• Your task
Each line of the material below with the word "component" is to be reported.

• Entries provided
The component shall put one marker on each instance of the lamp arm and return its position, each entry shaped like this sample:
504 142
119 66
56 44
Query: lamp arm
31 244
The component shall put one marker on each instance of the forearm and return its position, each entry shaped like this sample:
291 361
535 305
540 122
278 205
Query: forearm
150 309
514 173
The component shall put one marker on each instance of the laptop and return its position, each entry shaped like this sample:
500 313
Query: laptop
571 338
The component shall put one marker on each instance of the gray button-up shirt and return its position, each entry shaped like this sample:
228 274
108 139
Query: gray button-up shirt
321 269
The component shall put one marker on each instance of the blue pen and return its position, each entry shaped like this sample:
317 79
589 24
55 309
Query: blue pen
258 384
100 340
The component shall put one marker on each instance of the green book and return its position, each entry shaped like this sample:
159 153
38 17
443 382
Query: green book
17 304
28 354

• Answer to the problem
The component shall put one marker on each instance of the lamp arm and return its position, each entry shaped like this sample:
The component shall put one marker on each instance of the forearm and return its position, each entry shaped like this sample:
The component shall put one marker on each instance of the laptop and return its position, each entry shaped like this sample:
The component shall put one marker on each instance of the gray button-up shirt and return its position, each entry shaped like this sample:
The component shall put one marker on each instance of the blue pen and return its position, each entry shaped like this sample:
The component shall put one marker on each instance of the green book and return its position, each entry shaped like this sample:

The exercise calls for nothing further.